**Instructions to follow**:
Please write out all of the rows below again, requests included, and shift every coordinate in the answers by adding 123 to it. Leave the pictures out.

## Start

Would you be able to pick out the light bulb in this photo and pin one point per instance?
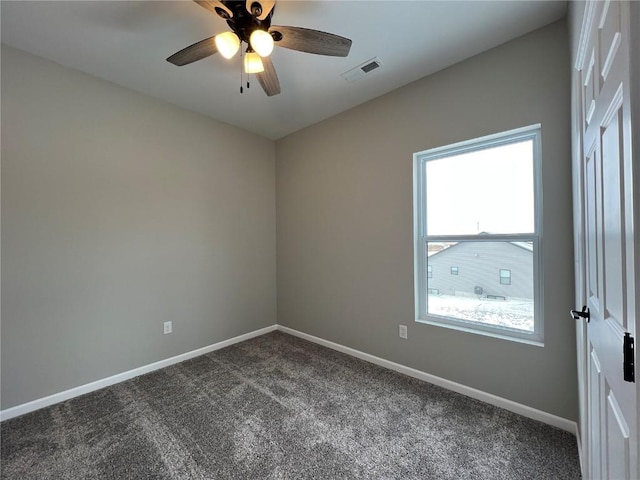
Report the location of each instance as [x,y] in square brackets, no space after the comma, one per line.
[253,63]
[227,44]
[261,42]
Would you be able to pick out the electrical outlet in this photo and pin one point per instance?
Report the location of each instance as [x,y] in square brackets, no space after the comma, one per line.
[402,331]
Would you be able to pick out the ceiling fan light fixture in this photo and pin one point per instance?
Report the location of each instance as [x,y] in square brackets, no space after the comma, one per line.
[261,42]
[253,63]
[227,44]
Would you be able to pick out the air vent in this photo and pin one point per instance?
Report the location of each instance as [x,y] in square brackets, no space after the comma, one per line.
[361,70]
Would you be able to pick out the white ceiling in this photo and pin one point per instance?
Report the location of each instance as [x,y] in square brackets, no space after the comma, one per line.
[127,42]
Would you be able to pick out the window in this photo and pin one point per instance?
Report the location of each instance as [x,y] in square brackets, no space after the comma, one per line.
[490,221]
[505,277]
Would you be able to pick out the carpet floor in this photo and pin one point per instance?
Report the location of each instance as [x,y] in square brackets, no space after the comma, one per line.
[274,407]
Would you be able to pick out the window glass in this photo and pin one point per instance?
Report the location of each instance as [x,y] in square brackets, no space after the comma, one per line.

## End

**Result for this task**:
Would you be able to pick out the light bulb in this photo and pin one point per instance?
Report the location of each instance as [x,y] in square brackets, no space after the comma, one per line.
[376,186]
[350,167]
[384,165]
Would you be able to pick out the electrical outlet in this photo and pin one point per instance?
Report the location of each instance as [x,y] in square brackets, no space after the comma, one per line.
[525,454]
Would you be able to pick out the ceiling fan light fixture in this photo and pin one point per instance?
Report the location of each instance as [x,y] in square brackets, no space after the comma, one per line.
[384,165]
[376,186]
[350,167]
Would you be able to pick out the air vent in this photo and pin one point per instance?
Report the location of each instance as [x,y] in square brackets, no space after the comma, one per line.
[484,193]
Would you be able to pick out the white ceiling in this photo and pin one point per instance?
Report the location of each instance as [x,y] in square brackets, no space after the comma, one per line.
[250,165]
Would you be able to pick out the window in this photo and pin one point per instance?
Report the location of each instance as [x,y] in square brackets, no space after the comma, one per line.
[613,344]
[628,400]
Would you be able to pick out the carpet floor in this photo and pin one point per instance?
Report the location of each instance as [x,y] in square brackets, no space after the comma, one per line.
[397,530]
Would you be able to pick out the window glass in this photo and pin one point per instance?
Report the location of each instance as [x,y] in square brackets, no space after the comma, one per line.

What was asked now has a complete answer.